Top of Records provided

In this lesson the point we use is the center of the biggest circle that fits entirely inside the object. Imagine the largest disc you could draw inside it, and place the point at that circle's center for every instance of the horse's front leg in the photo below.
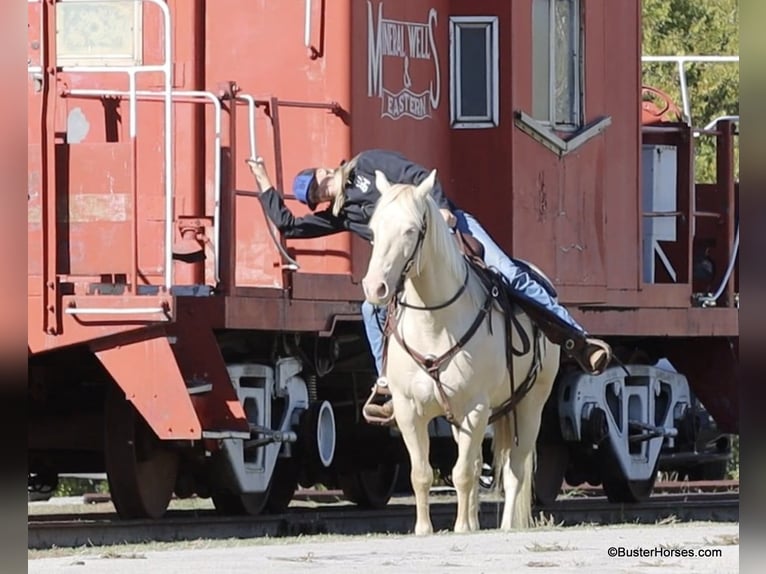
(414, 429)
(465, 473)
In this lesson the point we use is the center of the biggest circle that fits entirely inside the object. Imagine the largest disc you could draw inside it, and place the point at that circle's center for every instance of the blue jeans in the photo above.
(521, 281)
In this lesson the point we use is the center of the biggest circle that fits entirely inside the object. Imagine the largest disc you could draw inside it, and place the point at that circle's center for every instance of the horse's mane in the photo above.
(439, 242)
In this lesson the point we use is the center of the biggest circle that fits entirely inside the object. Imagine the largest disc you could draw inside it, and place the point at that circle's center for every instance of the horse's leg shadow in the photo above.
(414, 429)
(465, 473)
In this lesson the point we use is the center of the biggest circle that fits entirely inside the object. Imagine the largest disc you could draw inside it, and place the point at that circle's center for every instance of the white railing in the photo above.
(681, 62)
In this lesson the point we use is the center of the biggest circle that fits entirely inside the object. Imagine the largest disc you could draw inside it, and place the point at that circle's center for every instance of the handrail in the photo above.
(252, 104)
(307, 25)
(115, 310)
(218, 128)
(166, 68)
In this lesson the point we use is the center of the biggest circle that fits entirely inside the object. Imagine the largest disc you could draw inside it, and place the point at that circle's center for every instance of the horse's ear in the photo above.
(381, 182)
(425, 186)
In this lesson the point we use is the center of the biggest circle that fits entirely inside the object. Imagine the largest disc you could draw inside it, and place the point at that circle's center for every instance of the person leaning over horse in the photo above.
(350, 190)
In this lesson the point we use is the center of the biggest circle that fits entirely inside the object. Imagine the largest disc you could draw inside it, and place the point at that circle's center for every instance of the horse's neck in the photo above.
(435, 285)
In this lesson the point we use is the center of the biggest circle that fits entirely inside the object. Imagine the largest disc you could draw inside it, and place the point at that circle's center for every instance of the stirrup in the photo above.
(582, 350)
(376, 414)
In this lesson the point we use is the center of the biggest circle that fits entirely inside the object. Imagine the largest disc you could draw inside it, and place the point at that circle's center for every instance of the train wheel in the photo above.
(552, 462)
(370, 488)
(276, 499)
(141, 471)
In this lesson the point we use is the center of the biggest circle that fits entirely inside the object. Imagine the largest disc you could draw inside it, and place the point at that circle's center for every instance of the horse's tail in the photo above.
(502, 443)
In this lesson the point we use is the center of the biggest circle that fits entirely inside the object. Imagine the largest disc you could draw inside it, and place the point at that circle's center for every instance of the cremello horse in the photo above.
(416, 258)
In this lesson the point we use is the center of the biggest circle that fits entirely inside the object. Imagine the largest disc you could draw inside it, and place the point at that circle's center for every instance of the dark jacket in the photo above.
(361, 197)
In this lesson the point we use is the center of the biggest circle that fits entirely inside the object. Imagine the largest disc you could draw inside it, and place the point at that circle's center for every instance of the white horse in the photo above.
(442, 302)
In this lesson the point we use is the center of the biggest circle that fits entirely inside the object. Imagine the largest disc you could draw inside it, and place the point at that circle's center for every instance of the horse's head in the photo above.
(398, 227)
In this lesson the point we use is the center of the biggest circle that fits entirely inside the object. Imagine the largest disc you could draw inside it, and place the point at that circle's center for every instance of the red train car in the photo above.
(177, 342)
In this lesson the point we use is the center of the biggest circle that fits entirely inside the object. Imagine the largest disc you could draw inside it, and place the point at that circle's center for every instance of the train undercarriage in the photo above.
(301, 395)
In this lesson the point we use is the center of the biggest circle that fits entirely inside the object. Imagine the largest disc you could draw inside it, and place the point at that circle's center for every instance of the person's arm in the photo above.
(398, 168)
(313, 225)
(316, 224)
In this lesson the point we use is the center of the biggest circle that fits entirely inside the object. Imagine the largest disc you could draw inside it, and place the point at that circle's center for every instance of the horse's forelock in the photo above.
(400, 202)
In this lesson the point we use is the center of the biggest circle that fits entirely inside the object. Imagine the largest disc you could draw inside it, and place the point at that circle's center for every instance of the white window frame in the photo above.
(132, 56)
(578, 54)
(492, 118)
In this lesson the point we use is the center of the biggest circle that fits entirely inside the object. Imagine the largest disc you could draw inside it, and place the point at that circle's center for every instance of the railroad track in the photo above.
(101, 529)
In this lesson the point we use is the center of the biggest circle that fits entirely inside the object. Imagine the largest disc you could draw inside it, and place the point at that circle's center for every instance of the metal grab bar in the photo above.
(166, 68)
(218, 128)
(307, 25)
(681, 62)
(252, 104)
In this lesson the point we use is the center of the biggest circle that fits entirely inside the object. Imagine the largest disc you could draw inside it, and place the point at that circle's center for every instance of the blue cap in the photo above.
(302, 186)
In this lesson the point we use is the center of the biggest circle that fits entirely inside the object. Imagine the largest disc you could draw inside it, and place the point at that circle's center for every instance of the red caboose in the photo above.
(179, 343)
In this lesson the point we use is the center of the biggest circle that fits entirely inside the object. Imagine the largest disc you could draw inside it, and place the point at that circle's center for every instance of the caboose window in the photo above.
(473, 72)
(556, 63)
(99, 33)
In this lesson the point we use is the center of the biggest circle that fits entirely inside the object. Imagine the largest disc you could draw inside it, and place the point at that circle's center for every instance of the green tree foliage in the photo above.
(695, 27)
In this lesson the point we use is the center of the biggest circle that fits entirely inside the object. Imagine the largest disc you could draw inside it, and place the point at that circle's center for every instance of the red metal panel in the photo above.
(261, 47)
(160, 396)
(95, 209)
(620, 89)
(382, 118)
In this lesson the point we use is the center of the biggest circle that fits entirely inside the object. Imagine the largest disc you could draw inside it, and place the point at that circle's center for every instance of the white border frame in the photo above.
(491, 25)
(579, 56)
(134, 59)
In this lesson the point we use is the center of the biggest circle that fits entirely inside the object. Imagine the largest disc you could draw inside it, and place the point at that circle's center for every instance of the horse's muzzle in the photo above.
(376, 292)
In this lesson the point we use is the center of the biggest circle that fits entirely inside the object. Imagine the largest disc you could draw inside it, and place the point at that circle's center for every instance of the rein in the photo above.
(431, 364)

Bottom of Records provided

> [Exercise objective]
The reply should hold every entry above, given again exactly, but not a single picture.

> [Answer space]
In this lesson the point we use is the center of the biggest circle that fits entirely inside the object. Imagine the largest disc you could draw inside it, and place the point at that circle's center for every instance of the horse's front leg in the photo below.
(414, 429)
(465, 473)
In this lesson the point we use is the center of the biggest circle that fits entirely inside the object. Imagine the largest disc you could draw inside it, and place the point at that circle's center for every instance of the blue jeans in the photo above.
(521, 281)
In this lesson the point we use is the center of the biggest circle that fits entirely inside the object. Imagine the largest disc you could draw inside it, and place the point at that circle's center for every instance of the horse's mane in the photo above.
(439, 242)
In this lesson the point we use is the center of the biggest circle that fits entirely inside the object. Imagine the largest disc you could draw inside it, and place the point at that circle's center for every instance of the horse's leg shadow in the photo above.
(414, 429)
(465, 473)
In this lesson the point we use is the center of the biggest circle that fits entirely inside the object. Imagine the largest disc you could draw inside it, and place the point at that circle's center for every instance of the white railing in the photo above.
(681, 62)
In this lesson the point we use is the center of the biggest circle that fits entirely inside the object. Imagine the largest disc you could draw inside it, and place the point at that circle's center for every instance of the handrail in the photo above.
(252, 104)
(307, 25)
(115, 310)
(218, 128)
(166, 68)
In this lesson the point we use is the center of the biggest circle that fits entirely inside the object. Imagine the largest disc you could draw inside it, and place the point at that circle's center for every instance of the horse's ear in the photo above.
(381, 182)
(425, 186)
In this lesson the point we use is the center of the biggest circle that fits entirely inside the object. Imagine the largest disc you could draw inside it, and place the point at that circle's center for every instance of the person leaning over horse in the photo above.
(350, 190)
In this lesson the point we use is the center of the biggest circle that fits entirely inside the object. Imagine the largest disc you could draw inside it, and place the point at that circle's center for every instance of the horse's neck in the photo above.
(435, 285)
In this lesson the point we use is the center of the biggest circle that fits entirely inside the object. Imagine the largest disc you could draw inside it, and place the point at that circle's center for every instance of the stirrup in the photo above.
(582, 350)
(376, 414)
In this lesson the point we use is the center of the biggest circle that fits entirely inside the object. Imagine the largest disc you could draw inside it, and place the point at that circle's center for every instance of the train wheel in the photo above.
(552, 462)
(370, 488)
(276, 499)
(141, 471)
In this lesson the point we use is the center of the biggest circle that fits entirely inside the object. Imagine the largest disc you could draw inside it, and place the point at that circle's center for every instance of the horse's tail in the photo above.
(502, 443)
In this lesson the point we use is the center of the biggest circle that fits entirely inside the object. Imagine the largest disc you could draw inside it, and place the point at that circle's center for every instance of the cremello horse in the photo above.
(416, 258)
In this lesson the point we use is the center of the biggest circle that fits entirely inside the object. Imagine the largest disc you could draw inside it, and place the point at that circle's center for every instance of the dark jacket in the photo above.
(361, 197)
In this lesson the point we use is the center of the biggest circle that fits entirely inside the object. Imagine the largest disc you could draw inside it, and place the point at that circle's center for every instance of the white horse in the photo above.
(442, 302)
In this lesson the point we use is the center of the biggest circle that fits entirely inside the object. Imagine the largest disc you could draw inside it, and place the point at that circle's center for every instance of the horse's head in the photo above.
(398, 227)
In this lesson the point we use is the center of the biggest circle that fits entirely inside the object. Imagine the largest disc you could draw inside it, and place the point at that circle's center for every instance of the red train car in the photo above.
(177, 342)
In this lesson the point we use is the center of the biggest circle that fits entirely inside the object. Imagine the largest disc you could draw inside it, and place the point at that circle's center for every instance of the train undercarriage in the photo above.
(301, 395)
In this lesson the point we use is the center of the biggest circle that fits entirely inside the object. Imagine the largest disc you could draw inside it, and place the point at that circle's center for every instance of the person's arm in the photo above.
(398, 168)
(313, 225)
(316, 224)
In this lesson the point we use is the center of the biggest circle that fits entirely inside the object. Imagine the largest disc you could draw inside it, and place the point at that circle's center for every instance of the horse's forelock in the photo above.
(400, 202)
In this lesson the point we use is the center of the biggest circle that fits entirely inside the object. Imagine the largest disc you could draw inside it, and place the point at that circle's center for every instance of the white window frame in the photo above.
(132, 56)
(578, 54)
(492, 118)
In this lesson the point we use is the center of the biggest circle that fits entirely inside the object. Imagine the largest disc you could draw inside it, and place the point at that circle's center for every instance of the railroad track in the photo above.
(101, 529)
In this lesson the point we use is the center of the biggest circle that fits entirely inside the object. Imagine the largest disc you could draw inside it, and place the point at that circle's center for every instance of the metal grab bar in the photo above.
(166, 68)
(218, 128)
(307, 25)
(681, 62)
(252, 104)
In this lesson the point we use is the center of the biggest circle that fits entirely inside the object. Imagine the largest disc you could draw inside it, and place the point at that circle's center for every instance of the blue cap in the photo above.
(302, 186)
In this lesson the point we use is the center of the biggest circle that fits entirely inside the object. Imagine the largest disc you could draw inside it, and place the point at that circle's center for every instance of the red caboose in the photo above.
(179, 343)
In this lesson the point we use is the center of the biggest circle that fits entirely inside the object. Imagine the largest disc you could draw inside it, and place the point at that circle's center for every instance of the caboose window in the photo above.
(473, 72)
(556, 63)
(99, 33)
In this lesson the point we use is the center of the biggest circle that fits entirely inside the object. Imagine the largest disc you could draw inside it, and place the point at that circle's center for every instance of the green tree foliage in the photo above.
(695, 27)
In this lesson the point we use is the center of the biggest circle that fits entirely inside the object. Imagine the largest disc you could draw inside it, and place the point at that circle's center for every instance of the red metal panel in the photo above.
(261, 47)
(160, 396)
(95, 209)
(620, 89)
(382, 118)
In this lesson the point we use is the center of the biggest circle that fits entirely inside the object. Imagine the largest disc you could draw inside it, and place the point at that circle's center for every instance of the white border frame in the photo above.
(491, 25)
(579, 56)
(134, 59)
In this lesson the point we use is the center of the biggest circle that fits entirely inside the object. Imagine the largest disc you could draw inside it, and place the point at that circle's center for every instance of the horse's muzzle in the photo above.
(376, 292)
In this lesson the point we use is the center of the biggest circle that fits entirely inside the object. Imagine the largest disc you could draw inside it, and place the point at that circle's center for every instance of the rein in the photo above.
(431, 364)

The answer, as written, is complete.